**EXERCISE INSTRUCTIONS**
Write out the whole listing word for word.

**INPUT**
+===+

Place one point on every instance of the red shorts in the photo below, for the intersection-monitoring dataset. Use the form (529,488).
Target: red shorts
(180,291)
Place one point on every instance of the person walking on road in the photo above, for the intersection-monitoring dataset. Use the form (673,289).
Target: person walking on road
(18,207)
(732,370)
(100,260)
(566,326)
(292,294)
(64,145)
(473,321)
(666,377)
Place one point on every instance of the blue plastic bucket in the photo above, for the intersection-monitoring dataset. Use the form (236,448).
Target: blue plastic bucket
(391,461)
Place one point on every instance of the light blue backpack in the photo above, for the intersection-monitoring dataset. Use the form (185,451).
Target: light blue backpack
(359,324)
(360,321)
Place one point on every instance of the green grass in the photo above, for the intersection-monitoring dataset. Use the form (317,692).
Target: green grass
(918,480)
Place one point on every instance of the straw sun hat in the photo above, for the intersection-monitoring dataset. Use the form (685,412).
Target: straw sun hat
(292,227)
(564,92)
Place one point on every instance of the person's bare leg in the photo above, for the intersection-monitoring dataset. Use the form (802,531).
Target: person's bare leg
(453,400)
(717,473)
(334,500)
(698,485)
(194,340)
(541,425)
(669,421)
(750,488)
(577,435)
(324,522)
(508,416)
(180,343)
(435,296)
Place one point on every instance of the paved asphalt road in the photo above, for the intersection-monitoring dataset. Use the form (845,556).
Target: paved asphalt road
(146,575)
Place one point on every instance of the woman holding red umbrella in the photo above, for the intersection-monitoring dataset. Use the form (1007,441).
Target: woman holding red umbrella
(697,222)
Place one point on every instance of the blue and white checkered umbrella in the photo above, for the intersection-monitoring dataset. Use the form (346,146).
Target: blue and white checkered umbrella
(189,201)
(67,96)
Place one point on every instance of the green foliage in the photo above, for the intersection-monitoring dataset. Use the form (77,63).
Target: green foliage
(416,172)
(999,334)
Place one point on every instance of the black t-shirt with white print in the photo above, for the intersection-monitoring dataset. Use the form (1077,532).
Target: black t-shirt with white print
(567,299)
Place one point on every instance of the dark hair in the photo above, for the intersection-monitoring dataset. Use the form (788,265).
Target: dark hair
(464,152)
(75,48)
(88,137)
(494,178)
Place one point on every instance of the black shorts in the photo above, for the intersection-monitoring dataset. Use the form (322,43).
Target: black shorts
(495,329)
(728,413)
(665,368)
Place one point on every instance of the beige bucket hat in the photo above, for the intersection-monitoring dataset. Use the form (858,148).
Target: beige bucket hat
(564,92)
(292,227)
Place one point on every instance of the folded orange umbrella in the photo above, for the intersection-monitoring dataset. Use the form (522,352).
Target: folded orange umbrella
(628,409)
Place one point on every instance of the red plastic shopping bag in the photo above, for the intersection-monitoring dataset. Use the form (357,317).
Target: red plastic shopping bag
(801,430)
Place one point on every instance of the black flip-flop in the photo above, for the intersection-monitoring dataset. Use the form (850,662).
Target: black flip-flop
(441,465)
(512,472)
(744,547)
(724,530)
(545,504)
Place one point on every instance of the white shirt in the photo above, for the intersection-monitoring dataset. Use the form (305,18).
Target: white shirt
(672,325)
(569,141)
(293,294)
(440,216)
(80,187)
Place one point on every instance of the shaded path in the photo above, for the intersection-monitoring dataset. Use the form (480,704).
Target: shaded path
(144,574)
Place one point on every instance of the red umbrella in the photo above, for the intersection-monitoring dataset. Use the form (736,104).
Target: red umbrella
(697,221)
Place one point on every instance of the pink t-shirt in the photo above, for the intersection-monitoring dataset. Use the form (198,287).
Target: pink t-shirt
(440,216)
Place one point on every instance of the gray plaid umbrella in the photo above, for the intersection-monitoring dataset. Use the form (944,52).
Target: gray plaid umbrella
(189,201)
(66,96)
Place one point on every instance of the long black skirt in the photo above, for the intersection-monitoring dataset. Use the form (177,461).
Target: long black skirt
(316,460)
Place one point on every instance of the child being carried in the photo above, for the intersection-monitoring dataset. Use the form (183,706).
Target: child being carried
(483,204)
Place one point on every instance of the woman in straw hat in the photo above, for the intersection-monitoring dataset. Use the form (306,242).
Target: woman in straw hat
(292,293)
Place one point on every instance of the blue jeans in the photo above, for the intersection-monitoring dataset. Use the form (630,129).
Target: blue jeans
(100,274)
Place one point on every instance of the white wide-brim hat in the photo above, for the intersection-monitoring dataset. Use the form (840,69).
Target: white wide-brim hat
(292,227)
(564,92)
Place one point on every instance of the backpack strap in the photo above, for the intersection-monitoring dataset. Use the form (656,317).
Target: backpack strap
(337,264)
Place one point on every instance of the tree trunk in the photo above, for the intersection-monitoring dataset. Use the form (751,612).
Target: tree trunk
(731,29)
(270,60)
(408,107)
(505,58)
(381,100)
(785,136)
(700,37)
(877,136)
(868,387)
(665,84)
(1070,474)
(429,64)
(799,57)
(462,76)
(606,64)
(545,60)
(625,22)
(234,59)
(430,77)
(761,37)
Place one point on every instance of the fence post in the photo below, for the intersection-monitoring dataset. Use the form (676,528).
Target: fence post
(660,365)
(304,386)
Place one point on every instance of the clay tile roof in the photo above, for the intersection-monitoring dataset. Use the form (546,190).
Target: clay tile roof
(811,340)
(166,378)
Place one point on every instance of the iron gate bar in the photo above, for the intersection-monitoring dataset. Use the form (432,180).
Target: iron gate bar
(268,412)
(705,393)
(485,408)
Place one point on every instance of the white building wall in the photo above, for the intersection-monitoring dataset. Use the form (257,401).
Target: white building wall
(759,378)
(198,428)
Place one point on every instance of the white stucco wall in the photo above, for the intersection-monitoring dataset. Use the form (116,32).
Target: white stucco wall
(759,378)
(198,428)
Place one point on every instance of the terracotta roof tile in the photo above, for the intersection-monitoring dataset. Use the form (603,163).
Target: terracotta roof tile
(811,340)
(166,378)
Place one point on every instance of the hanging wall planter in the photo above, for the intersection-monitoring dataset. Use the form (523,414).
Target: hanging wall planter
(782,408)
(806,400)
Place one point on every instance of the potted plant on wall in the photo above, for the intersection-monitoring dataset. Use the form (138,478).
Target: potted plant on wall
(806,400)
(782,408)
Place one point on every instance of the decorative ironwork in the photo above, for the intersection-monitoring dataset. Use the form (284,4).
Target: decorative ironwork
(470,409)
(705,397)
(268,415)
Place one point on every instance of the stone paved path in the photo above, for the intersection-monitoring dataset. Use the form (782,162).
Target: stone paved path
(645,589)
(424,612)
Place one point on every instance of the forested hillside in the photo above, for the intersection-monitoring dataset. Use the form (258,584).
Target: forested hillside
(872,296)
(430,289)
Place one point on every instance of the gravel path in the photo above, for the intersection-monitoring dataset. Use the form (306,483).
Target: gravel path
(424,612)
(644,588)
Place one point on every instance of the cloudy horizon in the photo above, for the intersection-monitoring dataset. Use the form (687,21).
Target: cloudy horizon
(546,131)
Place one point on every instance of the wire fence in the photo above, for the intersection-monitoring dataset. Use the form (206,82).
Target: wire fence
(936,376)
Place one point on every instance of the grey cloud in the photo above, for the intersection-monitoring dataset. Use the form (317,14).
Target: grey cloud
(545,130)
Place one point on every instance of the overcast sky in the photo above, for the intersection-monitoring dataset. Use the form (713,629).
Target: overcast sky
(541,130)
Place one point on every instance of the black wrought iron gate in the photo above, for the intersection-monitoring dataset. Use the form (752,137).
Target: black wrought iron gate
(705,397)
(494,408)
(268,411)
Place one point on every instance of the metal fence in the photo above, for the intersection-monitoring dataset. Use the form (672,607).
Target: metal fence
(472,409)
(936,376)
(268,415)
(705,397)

+===+

**THE OUTPUT**
Place one point on every instance of the red shorts in the photo below, for the intersection-monitoring dataset. Use the form (529,488).
Target: red shorts
(180,291)
Place one point on every instance of the person walking on road in the photo above, for the intersection-monitoring dataset. Use the form (673,289).
Target: person walking on road
(18,207)
(732,370)
(100,260)
(566,326)
(292,294)
(64,145)
(473,321)
(666,377)
Place one point on every instance of the blue plastic bucket in the photo above, for the intersection-monitoring dataset. Use the form (236,448).
Target: blue plastic bucket
(391,461)
Place one point on every instance of the light blue backpack in the photo above, for the intersection-monitoring dataset. Use the form (185,451).
Target: light blue backpack
(359,324)
(360,321)
Place one point on every instance of the green grass in the photo above, for the intersection-monitoring dataset. Use the form (317,692).
Target: green grass
(918,480)
Place one point on every instance of the straw sun hat in the photo above, for the intersection-monitoring dataset. Use the form (685,412).
Target: straw sun hat
(292,227)
(564,92)
Place one point on every instance of the person's bare leg in the photo above, for the intersection-monitoring dataset. Use the form (802,531).
Target: person's bare leg
(453,400)
(717,473)
(334,500)
(698,485)
(194,340)
(541,425)
(669,421)
(750,488)
(577,435)
(324,522)
(508,416)
(180,343)
(435,296)
Place one point on every instance of the paved asphalt road in the photo above, for the intersection-monitoring dataset. Use the form (845,556).
Target: paved asphalt road
(146,575)
Place one point on every instance of the woman holding red umbrella in the photo above, for the intersection-monitoring dataset. Use the form (1007,441).
Target: woman holding red umbrella
(697,222)
Place one point on every instance of the blue and white checkered umbrella in the photo above, for the intersection-monitoring dataset. Use the form (346,146).
Target: blue and white checkered umbrella
(189,201)
(67,96)
Place one point on every instance of the green foliage in the photo above, for the intersection-monitoring dataset. Use the form (77,63).
Target: green foliage
(416,172)
(999,334)
Place one point on every instance of the black t-shirt with white print in the photo above, for the intersection-monitoring dataset. Use the form (1077,532).
Target: black t-shirt with white print
(567,299)
Place one point on every instance of the dark hair in the photo above, for the intersection-monitoring dataset. Use the form (788,265).
Target: dark hair
(464,152)
(75,48)
(88,137)
(494,178)
Place one point on every instance of the black shorts in the photo above, for the intersection-monitoring dataset. Use the form (322,43).
Target: black shorts
(495,329)
(728,413)
(665,368)
Place one point on every instance of the beige bucket hat in the photo above, for the intersection-monitoring dataset. Use the form (858,148).
Target: beige bucket hat
(564,92)
(292,227)
Place one point on every instance of the folded orange umbrella in the photo above, for the intersection-monitoring dataset. Use the form (522,352).
Target: folded orange umbrella
(628,409)
Place one point on every instance of the red plastic shopping bag in the photo above, for the intersection-monitoring dataset. Use the form (357,317).
Target: red plastic shopping bag
(801,430)
Place one point on every instance of the black flip-flop in the photo above, for the intersection-monitoring dataset. Use the form (850,662).
Target: black flip-flop
(441,465)
(512,472)
(744,547)
(724,530)
(545,504)
Place one point on every instance of the white shirt in the photo above, for the intersection-monitoring dataset. Use the form (305,18).
Target: white shirt
(672,325)
(569,141)
(293,294)
(440,216)
(80,187)
Place one point on every instance of the shaded path in the photo above, for the intersection-monitoring dataset. Use the form (480,704).
Target: shaded path
(144,574)
Place one point on every instance of the red umbrella in the photo above, for the intersection-monitoring dataset. Use the form (736,104).
Target: red umbrella
(697,221)
Place one point on every instance of the pink t-shirt in the photo above, for the intersection-monitoring dataset. Use the form (198,287).
Target: pink t-shirt
(440,216)
Place one point on every instance of the gray plaid umbrella in the photo above, for the intersection-monitoring dataset. Use the form (944,52).
Target: gray plaid umbrella
(189,201)
(66,96)
Place one point on every instance of the long black skirt in the photo above, for the intersection-monitoring dataset. Use the form (177,461).
Target: long black skirt
(316,460)
Place one point on every instance of the child being carried in the photo above, for the intersection-monitoring dataset. Use the form (183,706).
Target: child being carried
(483,204)
Place one point on every instance of the woman in straw hat in the photo above, for the intersection-monitoring dataset. Use the form (306,242).
Target: woman in straw hat
(292,293)
Place one point on every instance of the blue jeans in the photo above, for the intersection-monitoring dataset. Use the form (630,129).
Target: blue jeans
(100,274)
Place one point on every instance of the white wide-brim hat in the photo above, for the intersection-monitoring dataset. Use the form (840,69).
Target: white wide-brim hat
(292,227)
(564,92)
Place one point on every instance of the backpack strap in the photo above, for the intersection-monitoring dataset. Use the form (656,317).
Target: backpack strap
(337,264)
Place one point on every instance of the tree trunk in the photo above, for the intersection-monitoring dataset. Use the form (751,612).
Target: tree trunk
(731,29)
(270,60)
(408,107)
(505,58)
(381,100)
(785,136)
(700,37)
(877,136)
(868,387)
(665,84)
(1070,474)
(429,64)
(799,57)
(462,76)
(606,64)
(545,60)
(625,22)
(234,59)
(430,77)
(761,37)
Place one point on every instance of the fence post in the photo below, for the intersection-monitoring dataset. Use the form (676,528).
Target: fence post
(660,365)
(304,386)
Place one point on every instance of the clay tile roof in the photo above, for the intersection-monitoring dataset. Use the form (546,190).
Target: clay tile roof
(811,340)
(166,378)
Place one point on every instance of the iron gate bar in the photo above, for the intersection-monitoring dataset. Use the form (432,180).
Target: iron gate bar
(268,412)
(705,393)
(485,408)
Place one point on every instance of the white building wall in the photo above, for the intersection-monitoring dataset. Use the form (257,401).
Target: white building wall
(759,378)
(198,428)
Place one point on every instance of the white stucco wall in the photo above, for the intersection-monitoring dataset. Use the form (116,32).
Target: white stucco wall
(759,378)
(198,428)
Place one point on every instance of the terracotta roof tile in the photo above, for the intersection-monitoring dataset. Use the form (603,163).
Target: terracotta roof tile
(811,340)
(166,378)
Place one point on every instance of the hanging wall planter in the photo above, for the intersection-monitoring dataset. Use the form (523,414).
Target: hanging wall planter
(782,408)
(806,400)
Place one point on every instance of the potted plant on wall in the photo above, for the intersection-monitoring dataset. Use the form (138,478).
Target: potted plant on wall
(806,400)
(782,408)
Place one point on every instance of the decorative ironwork in the photo above, for the intersection-monitoring dataset. Use the form (284,4).
Target: decorative ironwork
(470,409)
(705,397)
(268,415)
Place one point on every instance of the stone paved path in the photo above, for the intersection-monitoring dataset. Use the form (782,162).
Target: stone paved path
(645,589)
(424,612)
Place one point on every instance of the forested hillside in the photo above, for the intersection-monitoring dataset. Use the form (258,584).
Target: forested hillside
(872,296)
(430,289)
Place one point on every instance of the gravel path in the photo above, for the intersection-monitoring dataset. Use the form (306,483).
Target: gravel path
(424,612)
(644,588)
Place one point on every instance of the cloudy horizon in the photo above, for the intersection-monitoring dataset. Use the form (687,21).
Target: cloudy horizon
(546,131)
Place one point on every instance of the wire fence in the photo above, for the intersection-monitoring dataset. Use the form (206,82).
Target: wire fence
(936,376)
Place one point on every instance of the grey cloud in the photo above, for the intersection-monitoring dataset. Use the form (317,14).
Target: grey cloud
(545,130)
Place one point on every instance of the overcast sky in the photo above, for the intersection-monitoring dataset. Use the form (713,629).
Target: overcast sky
(541,130)
Place one point on every instance of the black wrought iron gate in the photo above, for the intersection-monitoring dataset. Use the form (752,137).
Target: black wrought iron gate
(705,397)
(494,408)
(268,411)
Place one point on every instance of the metal fence in the photo above, for the intersection-monitoring dataset. Use the form (672,607).
Target: metal fence
(472,409)
(936,376)
(268,415)
(705,397)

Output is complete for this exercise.